## Required work
In the records, each line holding "above" must be reported.

## Data
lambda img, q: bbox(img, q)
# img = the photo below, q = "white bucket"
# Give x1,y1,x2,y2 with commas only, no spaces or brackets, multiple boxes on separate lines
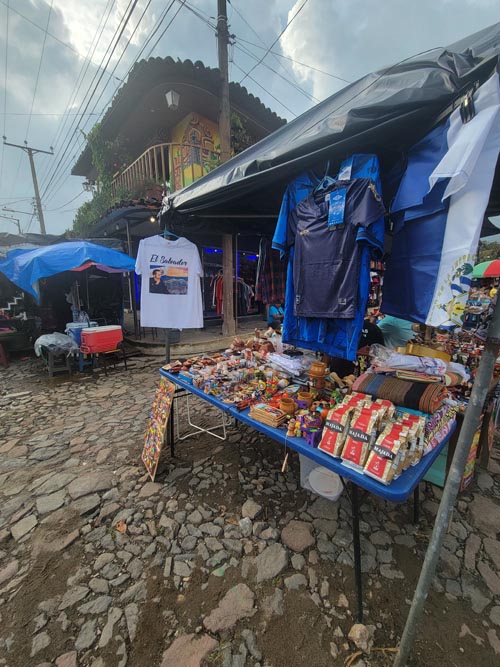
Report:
299,454,343,501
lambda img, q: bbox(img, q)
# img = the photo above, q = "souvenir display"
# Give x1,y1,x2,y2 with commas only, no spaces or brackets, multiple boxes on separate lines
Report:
142,378,176,481
161,336,462,488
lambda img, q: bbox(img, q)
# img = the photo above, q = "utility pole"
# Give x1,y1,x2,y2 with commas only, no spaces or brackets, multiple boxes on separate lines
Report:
3,141,53,234
216,0,236,336
0,214,21,234
217,0,231,163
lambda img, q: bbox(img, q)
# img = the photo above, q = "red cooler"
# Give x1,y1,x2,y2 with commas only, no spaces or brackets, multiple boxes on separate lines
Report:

## Solution to this exercise
# img = the photo above, q = "souvenir display"
# img = the photo above, q = "utility pole"
# img = the photo above, q = "red cooler"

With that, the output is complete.